_WHAT TO WORK ON_
Produce an exact copy of the lines from the line that contains "point: rock in" to the end of the listing below.

-- INPUT start --

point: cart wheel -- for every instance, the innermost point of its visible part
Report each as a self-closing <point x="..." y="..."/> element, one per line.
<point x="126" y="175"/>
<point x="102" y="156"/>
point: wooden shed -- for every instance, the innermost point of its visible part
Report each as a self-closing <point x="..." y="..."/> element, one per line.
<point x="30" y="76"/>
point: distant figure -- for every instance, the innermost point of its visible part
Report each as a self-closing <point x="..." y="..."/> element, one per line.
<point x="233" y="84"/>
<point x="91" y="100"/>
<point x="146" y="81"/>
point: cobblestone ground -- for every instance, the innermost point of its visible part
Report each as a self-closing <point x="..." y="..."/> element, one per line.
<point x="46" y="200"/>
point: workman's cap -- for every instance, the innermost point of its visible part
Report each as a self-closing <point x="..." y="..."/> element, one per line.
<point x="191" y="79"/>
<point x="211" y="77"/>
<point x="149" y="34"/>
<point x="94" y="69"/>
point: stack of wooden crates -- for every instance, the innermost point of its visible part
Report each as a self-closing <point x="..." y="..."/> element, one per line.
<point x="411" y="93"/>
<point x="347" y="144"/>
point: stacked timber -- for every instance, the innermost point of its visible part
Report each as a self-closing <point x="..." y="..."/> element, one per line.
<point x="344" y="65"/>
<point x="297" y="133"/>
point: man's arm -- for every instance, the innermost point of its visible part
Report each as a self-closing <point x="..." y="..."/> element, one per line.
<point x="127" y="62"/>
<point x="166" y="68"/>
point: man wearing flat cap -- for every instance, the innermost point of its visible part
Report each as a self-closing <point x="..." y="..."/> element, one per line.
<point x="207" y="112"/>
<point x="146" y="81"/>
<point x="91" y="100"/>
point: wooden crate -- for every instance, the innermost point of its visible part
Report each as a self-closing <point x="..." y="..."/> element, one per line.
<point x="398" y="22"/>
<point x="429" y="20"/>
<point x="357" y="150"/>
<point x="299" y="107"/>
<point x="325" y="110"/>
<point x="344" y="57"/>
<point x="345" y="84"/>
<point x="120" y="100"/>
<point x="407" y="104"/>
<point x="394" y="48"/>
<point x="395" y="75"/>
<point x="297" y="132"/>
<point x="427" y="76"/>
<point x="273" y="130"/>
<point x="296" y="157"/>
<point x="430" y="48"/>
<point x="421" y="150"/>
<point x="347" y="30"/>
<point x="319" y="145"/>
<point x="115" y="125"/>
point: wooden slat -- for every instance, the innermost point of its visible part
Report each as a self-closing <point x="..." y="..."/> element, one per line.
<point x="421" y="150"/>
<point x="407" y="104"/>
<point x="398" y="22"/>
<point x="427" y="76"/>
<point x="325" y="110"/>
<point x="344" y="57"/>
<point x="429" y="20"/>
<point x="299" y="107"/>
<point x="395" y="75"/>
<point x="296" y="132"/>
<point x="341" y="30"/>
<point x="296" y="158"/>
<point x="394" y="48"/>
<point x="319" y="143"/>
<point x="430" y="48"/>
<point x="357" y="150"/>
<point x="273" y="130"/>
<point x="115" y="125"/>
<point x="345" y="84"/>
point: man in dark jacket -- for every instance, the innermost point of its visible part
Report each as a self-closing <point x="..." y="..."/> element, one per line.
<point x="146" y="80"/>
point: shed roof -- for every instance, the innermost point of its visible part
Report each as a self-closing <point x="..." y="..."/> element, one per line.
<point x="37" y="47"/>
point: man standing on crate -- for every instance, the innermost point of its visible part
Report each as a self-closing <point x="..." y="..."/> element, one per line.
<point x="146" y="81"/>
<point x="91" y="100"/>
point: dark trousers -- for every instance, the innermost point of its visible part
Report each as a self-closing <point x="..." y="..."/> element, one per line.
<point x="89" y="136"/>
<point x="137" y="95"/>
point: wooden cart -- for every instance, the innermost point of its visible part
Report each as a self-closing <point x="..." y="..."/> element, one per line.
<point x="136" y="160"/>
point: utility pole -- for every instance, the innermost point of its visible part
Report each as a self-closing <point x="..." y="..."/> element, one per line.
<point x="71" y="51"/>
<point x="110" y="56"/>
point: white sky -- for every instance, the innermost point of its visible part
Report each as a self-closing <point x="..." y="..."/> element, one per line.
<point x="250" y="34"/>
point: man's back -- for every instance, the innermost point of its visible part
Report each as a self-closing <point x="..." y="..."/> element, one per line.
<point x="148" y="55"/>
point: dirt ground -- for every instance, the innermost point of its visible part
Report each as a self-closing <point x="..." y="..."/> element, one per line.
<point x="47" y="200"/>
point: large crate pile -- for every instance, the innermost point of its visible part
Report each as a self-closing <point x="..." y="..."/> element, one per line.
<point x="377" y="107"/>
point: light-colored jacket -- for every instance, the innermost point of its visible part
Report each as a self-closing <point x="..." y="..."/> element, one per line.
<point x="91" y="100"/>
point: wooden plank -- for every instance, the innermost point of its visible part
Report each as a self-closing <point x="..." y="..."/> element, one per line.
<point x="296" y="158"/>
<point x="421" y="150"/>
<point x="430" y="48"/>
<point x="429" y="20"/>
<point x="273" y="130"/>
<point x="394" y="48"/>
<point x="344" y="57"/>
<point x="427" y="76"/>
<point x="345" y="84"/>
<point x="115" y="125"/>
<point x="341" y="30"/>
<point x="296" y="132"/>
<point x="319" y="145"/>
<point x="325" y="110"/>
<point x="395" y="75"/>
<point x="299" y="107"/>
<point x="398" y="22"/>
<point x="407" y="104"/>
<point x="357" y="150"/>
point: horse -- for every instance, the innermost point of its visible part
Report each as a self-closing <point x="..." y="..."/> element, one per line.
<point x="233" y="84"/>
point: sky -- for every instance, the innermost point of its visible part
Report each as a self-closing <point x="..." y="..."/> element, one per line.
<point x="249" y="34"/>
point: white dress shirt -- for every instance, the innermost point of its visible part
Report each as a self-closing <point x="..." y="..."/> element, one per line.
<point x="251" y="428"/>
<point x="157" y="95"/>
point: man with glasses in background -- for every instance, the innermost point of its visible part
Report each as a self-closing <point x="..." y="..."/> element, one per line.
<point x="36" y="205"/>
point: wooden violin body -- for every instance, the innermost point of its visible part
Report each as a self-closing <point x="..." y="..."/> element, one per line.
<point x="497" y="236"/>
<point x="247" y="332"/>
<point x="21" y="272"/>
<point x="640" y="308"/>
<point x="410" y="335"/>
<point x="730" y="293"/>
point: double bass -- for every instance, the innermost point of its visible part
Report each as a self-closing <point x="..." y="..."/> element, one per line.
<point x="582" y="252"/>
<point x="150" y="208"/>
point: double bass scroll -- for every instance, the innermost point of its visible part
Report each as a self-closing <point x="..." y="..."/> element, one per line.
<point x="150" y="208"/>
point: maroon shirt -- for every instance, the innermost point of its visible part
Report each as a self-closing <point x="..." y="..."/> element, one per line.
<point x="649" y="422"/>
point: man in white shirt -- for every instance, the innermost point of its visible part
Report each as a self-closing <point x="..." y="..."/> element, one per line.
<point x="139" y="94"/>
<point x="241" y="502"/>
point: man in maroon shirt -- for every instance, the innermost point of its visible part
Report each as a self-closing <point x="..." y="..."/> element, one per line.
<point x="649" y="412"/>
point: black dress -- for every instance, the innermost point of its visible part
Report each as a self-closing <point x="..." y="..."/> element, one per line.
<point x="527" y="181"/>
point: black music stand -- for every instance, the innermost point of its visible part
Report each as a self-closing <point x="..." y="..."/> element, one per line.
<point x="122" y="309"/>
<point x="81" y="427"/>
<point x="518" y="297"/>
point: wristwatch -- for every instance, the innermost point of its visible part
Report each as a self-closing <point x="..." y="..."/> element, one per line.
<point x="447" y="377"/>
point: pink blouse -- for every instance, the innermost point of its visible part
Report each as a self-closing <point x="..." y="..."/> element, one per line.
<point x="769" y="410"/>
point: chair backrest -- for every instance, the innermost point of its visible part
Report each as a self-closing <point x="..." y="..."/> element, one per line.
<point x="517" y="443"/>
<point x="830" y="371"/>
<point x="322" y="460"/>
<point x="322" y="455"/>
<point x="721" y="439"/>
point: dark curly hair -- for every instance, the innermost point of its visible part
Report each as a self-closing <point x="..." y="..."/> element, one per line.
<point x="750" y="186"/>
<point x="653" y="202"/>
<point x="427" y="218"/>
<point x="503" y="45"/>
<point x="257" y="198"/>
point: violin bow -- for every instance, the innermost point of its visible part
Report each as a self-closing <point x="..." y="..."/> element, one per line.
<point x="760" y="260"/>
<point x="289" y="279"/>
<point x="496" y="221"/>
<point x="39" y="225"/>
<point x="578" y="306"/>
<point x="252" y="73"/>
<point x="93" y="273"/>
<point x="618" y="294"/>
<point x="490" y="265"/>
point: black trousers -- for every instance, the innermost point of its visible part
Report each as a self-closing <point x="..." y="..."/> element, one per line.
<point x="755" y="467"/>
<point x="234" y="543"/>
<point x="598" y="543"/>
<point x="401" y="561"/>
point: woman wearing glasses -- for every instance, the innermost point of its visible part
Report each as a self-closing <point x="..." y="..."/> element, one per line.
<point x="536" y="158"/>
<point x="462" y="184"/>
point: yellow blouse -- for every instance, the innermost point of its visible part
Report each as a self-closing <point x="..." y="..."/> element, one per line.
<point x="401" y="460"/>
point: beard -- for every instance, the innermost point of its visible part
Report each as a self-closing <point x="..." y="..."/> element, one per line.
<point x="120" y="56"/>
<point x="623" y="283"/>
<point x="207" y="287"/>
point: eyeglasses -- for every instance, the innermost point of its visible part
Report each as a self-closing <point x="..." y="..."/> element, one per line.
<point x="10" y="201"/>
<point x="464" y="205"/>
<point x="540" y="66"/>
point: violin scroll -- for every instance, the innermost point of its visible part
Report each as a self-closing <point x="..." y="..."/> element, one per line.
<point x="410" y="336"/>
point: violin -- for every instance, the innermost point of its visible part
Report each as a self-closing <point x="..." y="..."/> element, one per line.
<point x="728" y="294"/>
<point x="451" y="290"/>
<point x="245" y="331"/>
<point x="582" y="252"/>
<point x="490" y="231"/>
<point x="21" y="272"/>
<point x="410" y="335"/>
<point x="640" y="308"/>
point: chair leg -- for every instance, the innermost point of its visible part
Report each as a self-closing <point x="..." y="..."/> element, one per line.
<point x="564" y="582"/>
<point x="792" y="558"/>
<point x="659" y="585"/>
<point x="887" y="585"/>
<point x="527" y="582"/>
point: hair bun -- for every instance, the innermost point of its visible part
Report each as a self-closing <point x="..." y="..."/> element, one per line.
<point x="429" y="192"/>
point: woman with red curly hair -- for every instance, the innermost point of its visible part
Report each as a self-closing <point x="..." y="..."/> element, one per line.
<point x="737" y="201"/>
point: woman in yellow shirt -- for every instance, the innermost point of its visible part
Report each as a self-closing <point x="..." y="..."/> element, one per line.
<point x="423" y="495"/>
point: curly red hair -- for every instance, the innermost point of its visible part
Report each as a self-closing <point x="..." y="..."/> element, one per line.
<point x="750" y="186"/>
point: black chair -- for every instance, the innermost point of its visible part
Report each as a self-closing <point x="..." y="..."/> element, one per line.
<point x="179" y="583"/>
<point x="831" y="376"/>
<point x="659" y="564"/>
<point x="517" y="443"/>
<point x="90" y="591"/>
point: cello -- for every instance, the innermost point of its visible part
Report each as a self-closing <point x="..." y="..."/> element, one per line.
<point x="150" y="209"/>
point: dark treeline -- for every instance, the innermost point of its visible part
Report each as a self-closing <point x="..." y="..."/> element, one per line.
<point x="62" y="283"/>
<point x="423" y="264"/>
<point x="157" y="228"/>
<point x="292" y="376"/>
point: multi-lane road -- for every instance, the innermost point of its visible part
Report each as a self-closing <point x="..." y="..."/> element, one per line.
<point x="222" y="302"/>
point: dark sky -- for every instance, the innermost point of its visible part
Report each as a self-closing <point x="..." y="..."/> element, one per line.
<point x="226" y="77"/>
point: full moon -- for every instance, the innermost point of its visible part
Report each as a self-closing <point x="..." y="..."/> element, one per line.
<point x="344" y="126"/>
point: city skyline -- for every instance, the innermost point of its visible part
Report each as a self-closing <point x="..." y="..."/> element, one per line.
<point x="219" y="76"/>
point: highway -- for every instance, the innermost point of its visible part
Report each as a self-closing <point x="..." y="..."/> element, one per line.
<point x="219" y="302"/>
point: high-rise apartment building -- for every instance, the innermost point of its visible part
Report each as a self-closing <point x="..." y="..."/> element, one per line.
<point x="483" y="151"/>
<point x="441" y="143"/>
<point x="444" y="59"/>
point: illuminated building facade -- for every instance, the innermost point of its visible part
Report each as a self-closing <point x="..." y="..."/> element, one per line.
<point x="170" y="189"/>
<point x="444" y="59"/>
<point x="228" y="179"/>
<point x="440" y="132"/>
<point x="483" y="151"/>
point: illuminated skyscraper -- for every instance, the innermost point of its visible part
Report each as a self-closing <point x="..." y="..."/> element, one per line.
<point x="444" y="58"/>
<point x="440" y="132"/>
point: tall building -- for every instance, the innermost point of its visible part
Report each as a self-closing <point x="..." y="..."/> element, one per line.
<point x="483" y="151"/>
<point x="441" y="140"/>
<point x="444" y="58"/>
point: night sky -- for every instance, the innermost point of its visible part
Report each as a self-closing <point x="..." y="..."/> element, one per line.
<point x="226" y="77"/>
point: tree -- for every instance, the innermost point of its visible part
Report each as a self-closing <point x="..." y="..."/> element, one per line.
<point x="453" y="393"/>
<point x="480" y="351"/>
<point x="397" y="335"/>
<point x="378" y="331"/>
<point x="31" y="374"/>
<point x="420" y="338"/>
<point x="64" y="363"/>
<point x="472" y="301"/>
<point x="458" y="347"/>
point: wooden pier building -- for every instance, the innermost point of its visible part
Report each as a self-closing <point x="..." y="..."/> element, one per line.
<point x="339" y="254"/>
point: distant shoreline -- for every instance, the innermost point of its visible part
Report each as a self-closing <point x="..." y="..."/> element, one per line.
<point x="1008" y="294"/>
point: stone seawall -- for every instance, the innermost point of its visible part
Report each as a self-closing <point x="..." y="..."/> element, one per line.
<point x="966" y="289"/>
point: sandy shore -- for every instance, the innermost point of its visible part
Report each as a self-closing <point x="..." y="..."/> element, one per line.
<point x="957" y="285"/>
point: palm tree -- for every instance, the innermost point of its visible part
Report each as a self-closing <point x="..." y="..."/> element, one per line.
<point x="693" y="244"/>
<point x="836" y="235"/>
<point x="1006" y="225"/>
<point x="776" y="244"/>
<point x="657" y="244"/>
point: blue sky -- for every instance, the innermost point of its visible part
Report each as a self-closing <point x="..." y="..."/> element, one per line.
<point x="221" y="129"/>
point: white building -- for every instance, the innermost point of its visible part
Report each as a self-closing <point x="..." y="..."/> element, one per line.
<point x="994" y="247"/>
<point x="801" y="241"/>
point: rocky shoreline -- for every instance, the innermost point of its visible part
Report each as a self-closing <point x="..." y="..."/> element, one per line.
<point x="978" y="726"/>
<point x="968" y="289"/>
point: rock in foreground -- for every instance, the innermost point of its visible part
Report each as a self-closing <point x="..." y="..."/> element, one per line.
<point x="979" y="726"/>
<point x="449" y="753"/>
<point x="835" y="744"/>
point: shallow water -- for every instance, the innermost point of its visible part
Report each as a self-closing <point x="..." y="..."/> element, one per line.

-- INPUT end --

_SOLUTION FOR THIS EXERCISE_
point: rock in foreground -- for every instance, the innermost point of its visible part
Report each as a self-closing <point x="..." y="..."/> element, one per line.
<point x="979" y="726"/>
<point x="449" y="753"/>
<point x="835" y="744"/>
point: shallow water -- for every instance, the innermost point of its visible part
Report each as a self-closing <point x="..." y="..."/> element, one per line.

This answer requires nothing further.